[[ SUPPLIED RECORDS open ]]

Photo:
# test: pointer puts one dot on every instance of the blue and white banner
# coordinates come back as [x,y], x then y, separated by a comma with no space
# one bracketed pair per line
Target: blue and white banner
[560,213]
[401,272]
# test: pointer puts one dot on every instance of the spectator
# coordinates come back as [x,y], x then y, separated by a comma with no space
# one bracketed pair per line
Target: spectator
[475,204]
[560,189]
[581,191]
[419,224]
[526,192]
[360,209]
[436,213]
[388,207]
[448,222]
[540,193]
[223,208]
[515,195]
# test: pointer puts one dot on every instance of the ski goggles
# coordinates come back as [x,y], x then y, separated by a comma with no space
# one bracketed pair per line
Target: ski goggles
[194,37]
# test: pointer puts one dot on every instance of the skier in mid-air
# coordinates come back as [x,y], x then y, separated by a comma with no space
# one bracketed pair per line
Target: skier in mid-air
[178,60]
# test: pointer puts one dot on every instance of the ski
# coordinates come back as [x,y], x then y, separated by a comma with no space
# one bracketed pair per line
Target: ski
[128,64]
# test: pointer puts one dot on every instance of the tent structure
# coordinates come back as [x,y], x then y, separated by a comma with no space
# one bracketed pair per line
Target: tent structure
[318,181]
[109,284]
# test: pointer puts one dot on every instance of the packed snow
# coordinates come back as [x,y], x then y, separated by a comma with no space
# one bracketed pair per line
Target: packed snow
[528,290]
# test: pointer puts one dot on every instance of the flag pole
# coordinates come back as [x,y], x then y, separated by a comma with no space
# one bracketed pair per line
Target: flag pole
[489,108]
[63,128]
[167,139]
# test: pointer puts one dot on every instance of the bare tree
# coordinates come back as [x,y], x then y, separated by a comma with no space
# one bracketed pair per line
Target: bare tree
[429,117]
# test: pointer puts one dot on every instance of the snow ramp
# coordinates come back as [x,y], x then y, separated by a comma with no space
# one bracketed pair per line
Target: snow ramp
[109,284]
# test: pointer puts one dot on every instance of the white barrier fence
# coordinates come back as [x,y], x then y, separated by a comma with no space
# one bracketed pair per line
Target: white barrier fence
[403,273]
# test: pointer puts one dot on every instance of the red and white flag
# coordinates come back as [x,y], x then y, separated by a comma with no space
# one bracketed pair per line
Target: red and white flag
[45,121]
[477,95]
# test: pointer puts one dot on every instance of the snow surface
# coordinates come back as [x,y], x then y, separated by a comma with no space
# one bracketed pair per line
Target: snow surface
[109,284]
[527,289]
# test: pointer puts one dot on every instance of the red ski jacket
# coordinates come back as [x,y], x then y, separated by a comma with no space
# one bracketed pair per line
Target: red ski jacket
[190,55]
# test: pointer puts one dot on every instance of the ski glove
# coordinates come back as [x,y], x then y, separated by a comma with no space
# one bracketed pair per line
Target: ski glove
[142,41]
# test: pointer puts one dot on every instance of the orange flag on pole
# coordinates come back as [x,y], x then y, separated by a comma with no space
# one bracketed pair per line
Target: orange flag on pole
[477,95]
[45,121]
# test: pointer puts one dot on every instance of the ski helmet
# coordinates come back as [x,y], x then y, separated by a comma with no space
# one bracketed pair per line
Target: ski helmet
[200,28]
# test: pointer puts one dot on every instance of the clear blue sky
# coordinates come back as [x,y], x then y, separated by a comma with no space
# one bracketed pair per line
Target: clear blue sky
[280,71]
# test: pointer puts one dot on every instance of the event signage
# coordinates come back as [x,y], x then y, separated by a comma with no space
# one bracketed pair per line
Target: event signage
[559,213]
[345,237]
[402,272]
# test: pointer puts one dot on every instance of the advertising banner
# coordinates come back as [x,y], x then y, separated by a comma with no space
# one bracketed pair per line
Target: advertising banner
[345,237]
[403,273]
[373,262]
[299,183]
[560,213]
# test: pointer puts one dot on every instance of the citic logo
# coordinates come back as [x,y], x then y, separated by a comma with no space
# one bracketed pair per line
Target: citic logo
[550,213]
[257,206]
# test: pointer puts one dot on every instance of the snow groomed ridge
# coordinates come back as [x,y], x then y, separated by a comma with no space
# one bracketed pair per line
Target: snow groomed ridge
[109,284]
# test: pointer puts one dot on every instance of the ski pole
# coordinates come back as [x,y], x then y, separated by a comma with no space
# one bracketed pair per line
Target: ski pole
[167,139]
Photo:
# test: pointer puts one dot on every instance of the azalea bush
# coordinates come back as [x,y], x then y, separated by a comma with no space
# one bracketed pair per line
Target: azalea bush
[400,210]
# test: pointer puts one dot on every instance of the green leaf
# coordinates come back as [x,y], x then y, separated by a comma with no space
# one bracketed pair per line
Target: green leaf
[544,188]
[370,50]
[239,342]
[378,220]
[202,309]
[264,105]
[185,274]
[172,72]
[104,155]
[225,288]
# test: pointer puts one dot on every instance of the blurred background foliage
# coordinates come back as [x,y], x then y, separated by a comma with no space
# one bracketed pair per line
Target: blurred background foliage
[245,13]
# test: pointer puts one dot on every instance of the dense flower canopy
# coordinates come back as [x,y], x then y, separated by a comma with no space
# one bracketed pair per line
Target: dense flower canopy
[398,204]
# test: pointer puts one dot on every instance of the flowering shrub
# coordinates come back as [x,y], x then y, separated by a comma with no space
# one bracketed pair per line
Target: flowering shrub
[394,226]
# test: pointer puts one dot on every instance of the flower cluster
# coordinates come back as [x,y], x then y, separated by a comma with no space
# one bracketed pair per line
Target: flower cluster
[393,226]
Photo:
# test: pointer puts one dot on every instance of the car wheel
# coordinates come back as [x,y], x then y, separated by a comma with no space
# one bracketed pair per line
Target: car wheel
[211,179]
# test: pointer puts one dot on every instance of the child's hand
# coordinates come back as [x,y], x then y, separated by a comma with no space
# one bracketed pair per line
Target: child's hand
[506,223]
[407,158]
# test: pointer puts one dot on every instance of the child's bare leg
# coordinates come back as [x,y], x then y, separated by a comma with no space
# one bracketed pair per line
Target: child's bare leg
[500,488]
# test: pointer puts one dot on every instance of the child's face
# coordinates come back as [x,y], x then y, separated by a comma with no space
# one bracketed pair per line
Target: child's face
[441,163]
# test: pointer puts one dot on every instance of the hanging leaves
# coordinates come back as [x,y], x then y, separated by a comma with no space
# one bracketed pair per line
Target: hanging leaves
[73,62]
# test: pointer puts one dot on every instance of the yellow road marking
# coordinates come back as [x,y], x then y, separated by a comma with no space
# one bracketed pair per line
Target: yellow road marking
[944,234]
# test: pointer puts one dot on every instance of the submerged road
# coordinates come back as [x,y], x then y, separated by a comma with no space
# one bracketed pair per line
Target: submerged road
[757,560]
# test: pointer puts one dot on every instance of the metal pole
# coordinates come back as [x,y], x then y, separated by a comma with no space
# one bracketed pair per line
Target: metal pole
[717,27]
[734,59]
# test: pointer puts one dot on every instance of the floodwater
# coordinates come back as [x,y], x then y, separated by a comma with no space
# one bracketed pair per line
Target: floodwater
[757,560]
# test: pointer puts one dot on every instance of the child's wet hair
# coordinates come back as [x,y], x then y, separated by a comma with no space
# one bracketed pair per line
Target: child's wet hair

[[ SUPPLIED RECORDS closed ]]

» **WHAT NEEDS TO BE DONE**:
Every line of the data should be copied exactly.

» **REPLY**:
Photo:
# test: pointer puts one dot on every instance of the blue and white banner
# coordinates come back as [x,y], x then y, separated by a comma with no space
# one bracketed pair per line
Target: blue and white banner
[560,213]
[401,272]
# test: pointer puts one dot on every instance of the spectator
# coordinates come back as [x,y], x then y, separated by a comma with no space
# one bracketed pair per line
Target: spectator
[475,204]
[560,189]
[581,191]
[419,224]
[526,192]
[360,209]
[436,213]
[388,207]
[448,222]
[540,193]
[223,208]
[515,195]
# test: pointer puts one dot on every instance of the ski goggles
# coordinates come back as [x,y], x then y, separated by a comma with no space
# one bracketed pair per line
Target: ski goggles
[194,37]
# test: pointer puts one dot on every instance of the skier in mid-air
# coordinates come back as [x,y], x then y, separated by a comma with no space
# one bracketed pair per line
Target: skier in mid-air
[178,60]
# test: pointer puts one dot on every instance of the ski
# coordinates come back as [x,y], x then y, separated by a comma with no space
# one bracketed pair per line
Target: ski
[128,64]
# test: pointer puts one dot on every instance of the tent structure
# coordinates come back as [x,y], x then y, separated by a comma with no space
# one bracketed pair per line
Target: tent structure
[318,181]
[109,284]
# test: pointer puts one dot on every instance of the packed snow
# coordinates come back as [x,y], x then y, separated by a comma with no space
# one bracketed pair per line
Target: packed snow
[528,290]
# test: pointer puts one dot on every instance of the flag pole
# coordinates come back as [x,y], x then y, separated by a comma with no space
# one bracketed pair per line
Target: flag pole
[489,108]
[63,128]
[167,139]
# test: pointer puts one dot on every instance of the bare tree
# coordinates come back as [x,y], x then y, separated by a comma with no space
# one bracketed pair per line
Target: bare tree
[429,117]
# test: pointer puts one dot on every instance of the snow ramp
# coordinates come back as [x,y], x then y, separated by a comma with no space
# one bracketed pair per line
Target: snow ramp
[109,284]
# test: pointer puts one dot on every instance of the white barrier fence
# coordinates come back as [x,y], x then y, separated by a comma with no space
# one bracketed pair per line
Target: white barrier fence
[403,273]
# test: pointer puts one dot on every instance of the red and white flag
# coordinates come back as [x,y], x then y, separated by a comma with no space
# one bracketed pair per line
Target: red and white flag
[45,121]
[477,95]
# test: pointer puts one dot on every instance of the snow surface
# coordinates come back as [x,y], x then y, separated by a comma with no space
# one bracketed pair per line
Target: snow surface
[109,284]
[527,289]
# test: pointer puts one dot on every instance of the red ski jacket
# coordinates come back as [x,y], x then y, separated by a comma with no space
# one bracketed pair per line
Target: red ski jacket
[190,55]
# test: pointer puts one dot on every instance of the ski glove
# coordinates come back as [x,y], x then y, separated by a comma with no space
# one bracketed pair per line
Target: ski glove
[142,41]
# test: pointer puts one dot on every instance of the orange flag on pole
# coordinates come back as [x,y], x then y, separated by a comma with no space
# one bracketed pair per line
Target: orange flag on pole
[477,95]
[45,121]
# test: pointer puts one dot on every instance of the ski helmet
# coordinates come back as [x,y], x then y, separated by a comma with no space
# one bracketed pair per line
Target: ski helmet
[200,28]
# test: pointer puts one dot on every instance of the clear blue sky
# coordinates come back as [x,y], x then y, separated by a comma with no space
# one bracketed pair per line
Target: clear blue sky
[280,71]
# test: pointer puts one dot on every instance of the event signage
# coordinates come back as [x,y], x then y, separated by a comma with no space
# one bracketed pair per line
Target: event signage
[559,213]
[345,237]
[402,272]
# test: pointer puts one dot on every instance of the advertising banner
# coordinates come back as [x,y], x then y, separated by a comma with no space
# one bracketed pair per line
Target: advertising banner
[345,237]
[403,273]
[373,262]
[299,183]
[560,213]
# test: pointer puts one dot on every instance of the citic logo
# coordinates come back as [x,y], x then y, separated by a comma with no space
# one bracketed pair per line
Target: citic logo
[550,213]
[257,206]
# test: pointer puts one dot on every instance of the snow groomed ridge
# coordinates come back as [x,y], x then y, separated by a comma with no space
# one bracketed pair per line
Target: snow groomed ridge
[109,284]
# test: pointer puts one dot on every instance of the ski pole
# coordinates come back as [x,y], x then y, separated by a comma with no space
# one bracketed pair per line
Target: ski pole
[167,139]
Photo:
# test: pointer puts one dot on every instance of the azalea bush
# coordinates come back as [x,y], x then y, separated by a comma with no space
# one bracketed pair per line
Target: azalea bush
[400,210]
# test: pointer puts one dot on every instance of the green leaf
# coordinates come back as [x,y], x then y, separated by a comma with no space
# one bracketed pair per line
Target: green leaf
[544,188]
[370,50]
[239,342]
[378,220]
[202,309]
[264,105]
[185,274]
[172,72]
[104,155]
[225,288]
# test: pointer puts one dot on every instance of the blurred background foliage
# coordinates come back as [x,y], x then y, separated by a comma with no space
# one bracketed pair per line
Target: blurred background foliage
[245,13]
# test: pointer puts one dot on every instance of the dense flower canopy
# coordinates come back as [x,y], x then y, separated by a comma with no space
# one bracketed pair per line
Target: dense flower canopy
[398,204]
# test: pointer puts one dot on every instance of the flowering shrub
# coordinates come back as [x,y], x then y, separated by a comma with no space
# one bracketed pair per line
Target: flowering shrub
[394,226]
# test: pointer puts one dot on every instance of the flower cluster
# coordinates come back as [x,y], x then y, separated by a comma with no space
# one bracketed pair per line
Target: flower cluster
[393,226]
Photo:
# test: pointer puts one dot on every instance of the car wheel
# coordinates come back as [x,y], x then y, separated by a comma with no space
# one bracketed pair per line
Target: car wheel
[211,179]
# test: pointer puts one dot on every instance of the child's hand
# coordinates come back as [x,y], x then y, separated by a comma with no space
# one bracketed pair per line
Target: child's hand
[506,223]
[407,158]
# test: pointer puts one dot on every instance of the child's bare leg
# coordinates come back as [x,y], x then y, separated by a comma with no space
# one bracketed pair per line
Target: child's bare leg
[500,488]
# test: pointer puts one dot on every instance of the child's face
# coordinates come back as [x,y], x then y, separated by a comma with no space
# one bracketed pair per line
Target: child's face
[441,163]
# test: pointer puts one dot on every instance of the hanging leaves
# coordinates come back as [x,y], x then y, separated by a comma with no space
# one bracketed pair per line
Target: hanging leaves
[73,62]
# test: pointer puts one dot on every instance of the yellow road marking
# coordinates come back as [x,y], x then y, separated by a comma with no space
# one bracketed pair per line
Target: yellow road marking
[944,234]
# test: pointer puts one dot on every instance of the submerged road
# coordinates come back as [x,y], x then y, separated by a comma with no space
# one bracketed pair per line
Target: submerged road
[757,560]
# test: pointer puts one dot on every instance of the metal pole
# coordinates come back as [x,y], x then y, separated by a comma with no space
# one bracketed pair per line
Target: metal pole
[717,27]
[734,59]
# test: pointer puts one dot on every instance of the floodwater
# coordinates come back as [x,y], x then y, separated by a comma with no space
# one bracketed pair per line
Target: floodwater
[757,560]
# test: pointer puts one dot on every instance of the child's wet hair
# coordinates come back as [x,y], x then y, separated by a comma with no space
# one bracketed pair per line
Target: child's wet hair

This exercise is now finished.